DOCUMENT —

[start]

In the dark, on a hillside, a carpenter from Nazareth was dying on Roman cross. Jesus Christ, enduring awful physical pain, was slowly suffocating and crying out 'my God why have you forsaken me?'
This desperate cry of abandonment aimed at heaven should have had an answer, someone should have come running. Yet not only was heaven silent, but the darkening sky showed the angry judgement of God on His Son who had been perfect.

At the same time, in the heart of the city, at the Temple a curtain is torn. A heavy duty, thirty feet high divider between the parts of the temple we can walk in, and the holy parts that none of us can enter. Nothing can pass through, the curtain is a giant no entry sign to keep sinful people away from a perfect God.

Now as Jesus breathes his last, it is ripped from top to bottom. God has initiated something, even as it seems heaven will not respond to the heart breaking cry of the dying son. In a moment, history is changed, the curse is reversed, and God opens the door to us. The one who was inaccessible now stands behind an open door and welcomes us right in!
The no entry sign gone, the great separation between God and man which has stood since Adam ate the apple,is bridged. We are able to come once again into relationship with the perfect God who made us. Without guilt, without fear.

We’re following Jesus, into the darkness, and out into the light. Our sins have been forgiven. On the cross He took our punishment. He was put outside the city, so that we could come into the temple.
He took God’s judgement so that we would be free to come in. Jesus is rejected out there, so that I can be accepted in here. Jesus endures darkness and abandonment in order to lead us out of the fog of lostness and separation, back home to the Father who made us to live forever in His house.

[end]

INFORMATION SUPPLIED —
[start]

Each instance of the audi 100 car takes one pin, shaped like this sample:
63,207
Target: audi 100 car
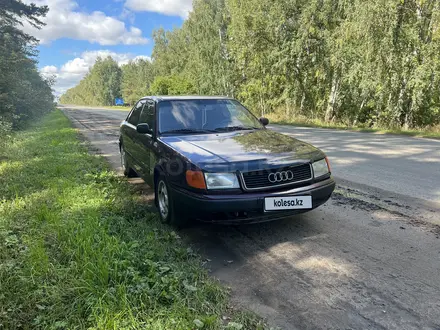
211,159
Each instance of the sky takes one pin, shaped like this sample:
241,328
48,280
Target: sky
78,31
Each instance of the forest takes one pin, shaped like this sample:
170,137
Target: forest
24,93
374,63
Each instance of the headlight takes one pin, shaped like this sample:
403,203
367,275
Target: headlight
221,181
320,168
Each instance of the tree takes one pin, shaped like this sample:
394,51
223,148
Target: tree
24,94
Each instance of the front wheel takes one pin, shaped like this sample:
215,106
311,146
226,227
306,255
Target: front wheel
165,204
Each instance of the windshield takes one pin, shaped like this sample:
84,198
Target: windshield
204,116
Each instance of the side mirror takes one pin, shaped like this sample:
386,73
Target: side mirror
264,121
144,129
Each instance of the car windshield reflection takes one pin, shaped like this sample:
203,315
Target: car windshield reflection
204,117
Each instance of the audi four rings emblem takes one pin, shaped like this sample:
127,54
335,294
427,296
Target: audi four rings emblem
280,176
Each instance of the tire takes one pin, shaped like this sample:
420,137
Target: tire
128,171
165,204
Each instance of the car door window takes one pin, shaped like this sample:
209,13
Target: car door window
135,113
147,116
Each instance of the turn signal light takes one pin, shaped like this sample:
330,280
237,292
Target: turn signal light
195,179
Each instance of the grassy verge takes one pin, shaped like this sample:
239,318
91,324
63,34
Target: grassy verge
433,132
78,249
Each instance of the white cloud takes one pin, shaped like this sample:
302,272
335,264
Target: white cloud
64,20
167,7
71,72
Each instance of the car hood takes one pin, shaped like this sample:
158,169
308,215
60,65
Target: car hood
242,150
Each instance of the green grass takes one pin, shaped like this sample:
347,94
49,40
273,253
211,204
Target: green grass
432,132
79,250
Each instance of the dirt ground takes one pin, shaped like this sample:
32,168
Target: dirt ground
368,259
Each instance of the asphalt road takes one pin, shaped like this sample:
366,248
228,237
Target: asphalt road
369,258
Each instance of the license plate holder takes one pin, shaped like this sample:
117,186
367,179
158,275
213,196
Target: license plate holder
287,203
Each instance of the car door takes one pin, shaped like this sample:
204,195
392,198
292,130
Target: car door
130,133
145,143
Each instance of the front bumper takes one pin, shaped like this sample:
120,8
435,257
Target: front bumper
245,208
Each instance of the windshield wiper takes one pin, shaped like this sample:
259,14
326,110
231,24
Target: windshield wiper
187,131
235,128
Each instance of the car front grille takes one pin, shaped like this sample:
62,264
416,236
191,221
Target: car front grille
277,177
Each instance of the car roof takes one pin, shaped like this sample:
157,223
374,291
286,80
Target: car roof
186,98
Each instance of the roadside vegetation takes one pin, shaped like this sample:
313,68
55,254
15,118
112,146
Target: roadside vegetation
432,132
359,63
24,94
80,250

[end]

EXERCISE TASK A — In the passage about the crucifixion, how tall is the curtain in the Temple said to be?
EXERCISE TASK B — Turn the listing, from the line holding "Each instance of the dirt" through the end of the listing, inclusive, into a JSON list of strings with one string per line and blank lines omitted.

TASK RESULT A — Thirty feet high.

TASK RESULT B —
[
  "Each instance of the dirt ground takes one pin, shaped like this sample:",
  "32,168",
  "Target: dirt ground",
  "368,259",
  "Each instance of the asphalt road takes one pin, shaped like this sample:",
  "366,248",
  "228,237",
  "Target: asphalt road",
  "369,258",
  "Each instance of the license plate holder takes one pin, shaped like this sample:",
  "117,186",
  "367,179",
  "158,275",
  "213,196",
  "Target: license plate holder",
  "287,203",
  "Each instance of the car door takes one pin, shaped like this sample:",
  "204,195",
  "392,198",
  "292,130",
  "Target: car door",
  "130,133",
  "145,143",
  "Each instance of the front bumper takes one pin, shaped like this sample:",
  "120,8",
  "435,257",
  "Target: front bumper",
  "245,208",
  "Each instance of the windshield wiper takes one pin, shaped like this sample:",
  "259,14",
  "326,110",
  "231,24",
  "Target: windshield wiper",
  "187,131",
  "235,128",
  "Each instance of the car front grille takes one pin, shaped like this sample:",
  "62,264",
  "416,236",
  "191,221",
  "Target: car front grille",
  "277,177",
  "Each instance of the car roof takes one pin, shaped like this sample:",
  "157,223",
  "374,291",
  "286,80",
  "Target: car roof",
  "186,98",
  "Each instance of the roadside vegetation takes one pin, shaped like this sample:",
  "313,68",
  "55,254",
  "15,118",
  "112,146",
  "Target: roadside vegetation",
  "432,132",
  "359,63",
  "24,94",
  "80,250"
]